>> BEGIN Data for this task
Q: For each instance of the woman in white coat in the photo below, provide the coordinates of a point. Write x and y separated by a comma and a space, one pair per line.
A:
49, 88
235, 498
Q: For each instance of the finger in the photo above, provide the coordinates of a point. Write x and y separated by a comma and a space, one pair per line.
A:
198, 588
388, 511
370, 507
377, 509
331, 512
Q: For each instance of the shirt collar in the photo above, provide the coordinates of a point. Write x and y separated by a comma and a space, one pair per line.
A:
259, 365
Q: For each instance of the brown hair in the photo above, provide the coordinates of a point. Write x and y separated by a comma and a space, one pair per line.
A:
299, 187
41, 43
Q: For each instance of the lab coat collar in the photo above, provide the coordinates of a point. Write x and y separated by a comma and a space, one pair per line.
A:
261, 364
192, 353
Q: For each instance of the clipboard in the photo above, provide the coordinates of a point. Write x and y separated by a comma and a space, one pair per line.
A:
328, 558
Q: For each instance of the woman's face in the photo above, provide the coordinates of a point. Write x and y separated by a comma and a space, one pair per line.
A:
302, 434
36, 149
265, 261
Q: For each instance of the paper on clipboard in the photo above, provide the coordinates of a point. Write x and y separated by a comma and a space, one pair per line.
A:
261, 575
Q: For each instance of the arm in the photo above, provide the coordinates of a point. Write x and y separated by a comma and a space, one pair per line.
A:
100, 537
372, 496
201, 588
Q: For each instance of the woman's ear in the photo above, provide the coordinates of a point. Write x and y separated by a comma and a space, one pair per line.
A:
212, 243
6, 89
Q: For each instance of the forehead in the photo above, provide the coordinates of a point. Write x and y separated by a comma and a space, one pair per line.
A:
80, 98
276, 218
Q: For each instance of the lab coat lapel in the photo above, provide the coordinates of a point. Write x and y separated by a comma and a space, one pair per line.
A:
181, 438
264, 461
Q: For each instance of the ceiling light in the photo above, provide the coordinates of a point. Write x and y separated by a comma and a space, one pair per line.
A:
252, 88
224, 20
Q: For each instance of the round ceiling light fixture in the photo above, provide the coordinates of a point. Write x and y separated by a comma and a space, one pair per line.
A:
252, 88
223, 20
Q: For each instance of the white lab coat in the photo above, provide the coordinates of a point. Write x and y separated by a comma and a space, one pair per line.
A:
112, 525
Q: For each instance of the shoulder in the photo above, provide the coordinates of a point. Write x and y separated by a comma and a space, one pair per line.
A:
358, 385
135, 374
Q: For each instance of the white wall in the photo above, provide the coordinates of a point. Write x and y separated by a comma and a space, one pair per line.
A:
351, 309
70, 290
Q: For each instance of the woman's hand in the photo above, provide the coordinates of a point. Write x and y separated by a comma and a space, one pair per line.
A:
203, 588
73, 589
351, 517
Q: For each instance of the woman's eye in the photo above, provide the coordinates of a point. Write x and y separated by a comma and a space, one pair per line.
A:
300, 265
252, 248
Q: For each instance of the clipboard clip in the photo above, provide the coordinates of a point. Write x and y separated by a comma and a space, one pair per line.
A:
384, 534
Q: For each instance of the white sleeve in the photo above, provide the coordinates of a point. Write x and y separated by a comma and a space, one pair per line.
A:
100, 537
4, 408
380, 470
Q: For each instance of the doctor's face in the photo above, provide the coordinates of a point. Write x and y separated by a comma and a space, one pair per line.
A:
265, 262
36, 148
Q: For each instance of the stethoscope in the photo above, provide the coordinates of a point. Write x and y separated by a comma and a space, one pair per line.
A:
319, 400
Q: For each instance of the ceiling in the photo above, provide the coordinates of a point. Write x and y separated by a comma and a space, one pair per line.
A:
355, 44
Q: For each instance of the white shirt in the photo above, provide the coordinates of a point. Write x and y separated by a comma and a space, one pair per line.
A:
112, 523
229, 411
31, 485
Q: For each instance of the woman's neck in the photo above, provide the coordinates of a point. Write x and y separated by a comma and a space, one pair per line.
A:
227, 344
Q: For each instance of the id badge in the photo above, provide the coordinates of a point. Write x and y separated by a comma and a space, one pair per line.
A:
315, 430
>> END Data for this task
— Objective —
Rewrite all of the lines above as a JSON list of strings, with one string per line and blank lines omitted.

— Response to the exercise —
[
  "Q: For each instance of the woman in white coat in the photo below, provide the coordinates of a point. Write x and y separated by a comma and a space, one pair per line.",
  "A:",
  "49, 88",
  "235, 498",
  "Q: For each instance of the finger in the photo above, provide the coordinates of a point. Write x and y separated by a comma and a space, one pair per line.",
  "A:",
  "198, 588",
  "388, 511",
  "370, 507",
  "377, 509",
  "331, 512",
  "Q: For each instance of the shirt collar in the photo above, provide the coordinates of a point. Write x and y separated by a comma and a space, one pair per line.",
  "A:",
  "259, 365",
  "Q: For each instance of the brown hair in the photo above, provide the coordinates of a point. Write x and y separated by a comma and a space, one pair per line.",
  "A:",
  "299, 187",
  "41, 43",
  "Q: For each instance of the lab coat collar in the photo above, provide the coordinates of a point. Write x and y separated by a comma and a space, one pair per line.",
  "A:",
  "261, 364",
  "192, 353",
  "Q: For each instance of the clipboard in the photo above, provide the coordinates of a point. Write x and y separated by a comma and a space, one pair per line.",
  "A:",
  "328, 558",
  "Q: For each instance of the woman's face in the photo above, provide the coordinates of a point. Write x and y separated by a comma and a space, one pair per line.",
  "A:",
  "302, 434",
  "36, 149",
  "265, 261",
  "Q: For each instance of the paper on clipboard in the photo above, provide the coordinates of a point. Write x and y separated by a comma and a space, one pair per line.",
  "A:",
  "261, 575",
  "Q: For each instance of the arm in the photo above, provide the coordinates of a point. Write x and y separated by a comma and a space, one pair per line.",
  "A:",
  "100, 537",
  "372, 496",
  "201, 588",
  "Q: For each instance of the woman's ear in the photo above, provide the coordinates of a point. Write x and y separated by a comma and a space, one pair per line.",
  "A:",
  "212, 243",
  "6, 89",
  "Q: For each instance of the forehead in the photo above, provide the coordinates of a point. Write x and y separated by a comma and a space, one pair per line.",
  "A:",
  "80, 98",
  "276, 218",
  "Q: For each instance of the lab coat lapel in the photo above, provide the coordinates of a point. Write x and y separated by a comma and a space, one pair per line.",
  "A:",
  "181, 438",
  "264, 461",
  "Q: For each instance of the ceiling light in the photo above, provide the coordinates of a point. Write x and y separated by a comma and a space, one pair per line.",
  "A:",
  "252, 88",
  "224, 20",
  "Q: For each instance of the round ceiling light fixture in the photo above, provide the coordinates of a point. Write x and y separated by a comma and a space, one pair per line.",
  "A:",
  "252, 88",
  "223, 20",
  "Q: For each instance of the white lab coat in the photo above, provide the coordinates of a point. Write x and y separated by a comma and a space, one pair per line.",
  "A:",
  "112, 525",
  "Q: For each instance of the shoulder in the photo above, provide the coordinates of a point. Write x and y separated by a comma and a space, one pair per line.",
  "A:",
  "358, 385",
  "135, 374",
  "Q: For each instance of the white wall in the photo above, provide the coordinates of a point. Write x and y separated by a comma and a space, one pair per line.",
  "A:",
  "351, 309",
  "70, 290",
  "Q: For each instance of the woman's hand in the photo above, provide the coordinates of a point. Write x and y separated by a comma and a space, one pair per line.",
  "A:",
  "203, 588",
  "73, 589",
  "351, 517",
  "Q: For each instance of the woman's eye in the photo above, provide the coordinates of a point. Write x and y separated by a comma and a space, one pair per line.",
  "A:",
  "300, 265",
  "252, 248",
  "Q: For each instance of the clipboard clip in the photo above, provide the coordinates of a point. Write x and y separated by a comma and a space, one pair per line.",
  "A:",
  "384, 534",
  "Q: For each instance of the white sleeve in the photo above, provide the coordinates of a point. Write x and y separated by a comma and a space, one pair per line.",
  "A:",
  "100, 537",
  "4, 408",
  "380, 470",
  "Q: For each instance of the doctor's face in the photo above, provide the coordinates of a point. Write x and y separated by a comma and a space, one pair per line.",
  "A:",
  "265, 262",
  "36, 148",
  "Q: For each instance of the stethoscope in the photo above, provide the coordinates of a point. Write x and y separated by a comma and a space, one pair per line.",
  "A:",
  "319, 400",
  "Q: For each instance of the ceiling in the photo above, provide the coordinates of a point. Write x and y separated by a comma and a space, one pair per line.",
  "A:",
  "355, 44",
  "Q: For each instance of the white shirt in the photo above, provide the coordinates of a point. Write x and y separated by a comma and a space, one pair per line.",
  "A:",
  "112, 523",
  "229, 411",
  "31, 485",
  "Q: For each instance of the woman's neck in the photo above, provide the coordinates of a point. Write x and y separated by a comma and a space, one pair per line.",
  "A:",
  "227, 344",
  "Q: For each instance of the id badge in the photo above, provide the coordinates of a point. Write x and y separated by a comma and a space, one pair per line.",
  "A:",
  "315, 430"
]